━━ Data for this task ━━

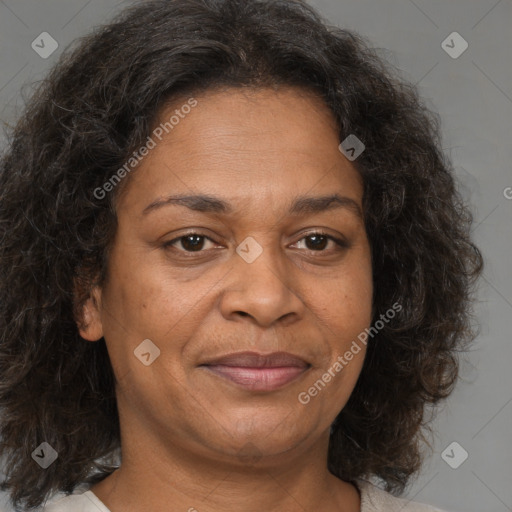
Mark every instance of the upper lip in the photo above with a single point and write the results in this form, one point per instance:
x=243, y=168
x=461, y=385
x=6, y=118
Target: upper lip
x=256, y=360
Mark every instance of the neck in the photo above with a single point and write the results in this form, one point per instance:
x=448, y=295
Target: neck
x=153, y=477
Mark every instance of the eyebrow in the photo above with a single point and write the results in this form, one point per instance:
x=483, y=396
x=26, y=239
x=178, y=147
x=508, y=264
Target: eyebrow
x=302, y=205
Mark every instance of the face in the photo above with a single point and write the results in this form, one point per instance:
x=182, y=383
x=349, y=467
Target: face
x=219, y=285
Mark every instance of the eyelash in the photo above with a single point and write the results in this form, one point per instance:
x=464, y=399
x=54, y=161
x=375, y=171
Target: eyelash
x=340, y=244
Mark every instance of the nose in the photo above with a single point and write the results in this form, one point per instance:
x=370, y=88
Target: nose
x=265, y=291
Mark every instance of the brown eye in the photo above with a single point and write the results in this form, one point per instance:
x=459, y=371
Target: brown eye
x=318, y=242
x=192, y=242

━━━
━━ Data for this task ━━

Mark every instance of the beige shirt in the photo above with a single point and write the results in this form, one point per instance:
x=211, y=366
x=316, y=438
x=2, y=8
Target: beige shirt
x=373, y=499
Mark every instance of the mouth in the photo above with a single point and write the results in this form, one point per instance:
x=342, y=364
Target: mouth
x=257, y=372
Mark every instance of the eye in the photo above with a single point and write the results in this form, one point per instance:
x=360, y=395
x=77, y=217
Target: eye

━━━
━━ Data for this task ━━

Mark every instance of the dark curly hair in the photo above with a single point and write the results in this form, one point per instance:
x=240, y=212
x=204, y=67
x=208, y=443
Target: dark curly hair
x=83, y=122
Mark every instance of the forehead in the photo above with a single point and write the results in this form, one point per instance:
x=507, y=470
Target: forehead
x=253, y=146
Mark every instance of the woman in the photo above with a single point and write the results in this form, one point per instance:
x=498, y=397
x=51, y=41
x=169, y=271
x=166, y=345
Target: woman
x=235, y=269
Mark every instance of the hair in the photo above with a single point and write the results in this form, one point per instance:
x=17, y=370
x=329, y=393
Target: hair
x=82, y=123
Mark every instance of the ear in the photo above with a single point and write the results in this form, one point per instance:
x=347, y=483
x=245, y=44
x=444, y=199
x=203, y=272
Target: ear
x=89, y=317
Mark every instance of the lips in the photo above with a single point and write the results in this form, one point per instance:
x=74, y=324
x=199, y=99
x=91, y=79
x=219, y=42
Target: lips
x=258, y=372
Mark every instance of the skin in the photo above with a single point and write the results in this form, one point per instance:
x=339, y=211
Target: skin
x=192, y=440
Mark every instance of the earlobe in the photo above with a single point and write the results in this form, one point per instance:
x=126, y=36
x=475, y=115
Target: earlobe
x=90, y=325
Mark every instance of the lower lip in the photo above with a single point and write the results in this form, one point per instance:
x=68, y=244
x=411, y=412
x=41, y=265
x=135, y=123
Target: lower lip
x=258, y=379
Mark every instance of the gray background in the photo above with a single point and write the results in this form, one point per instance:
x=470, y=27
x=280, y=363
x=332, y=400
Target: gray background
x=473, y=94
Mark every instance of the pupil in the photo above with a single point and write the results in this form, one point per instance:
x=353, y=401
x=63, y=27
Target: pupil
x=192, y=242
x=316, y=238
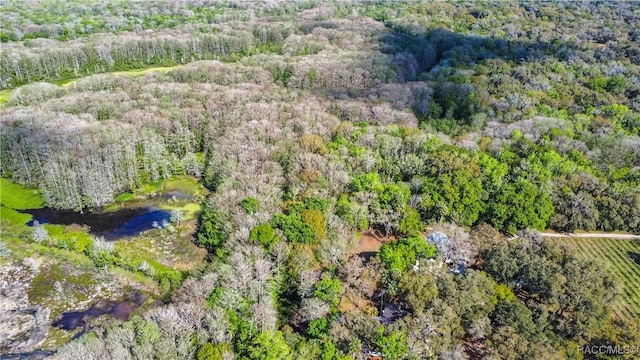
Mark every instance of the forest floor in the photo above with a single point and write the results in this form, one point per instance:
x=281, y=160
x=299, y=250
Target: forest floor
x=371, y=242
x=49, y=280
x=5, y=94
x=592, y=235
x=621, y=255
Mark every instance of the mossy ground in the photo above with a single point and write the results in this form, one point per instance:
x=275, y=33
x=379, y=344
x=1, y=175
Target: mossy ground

━━━

Your instructions:
The expected answer is an exact copy of the lines above, beginning at the line with "Mark every instance of the neck" and ending at the line with "x=508, y=264", with both ends in.

The completed task:
Mark every instance of the neck in the photo above with a single point and write the results in this form, one point per instance:
x=448, y=295
Target: neck
x=153, y=477
Mark every instance of the eyebrow in the photo above with a single point and write the results in this form, one point per instance:
x=483, y=396
x=26, y=239
x=178, y=147
x=508, y=264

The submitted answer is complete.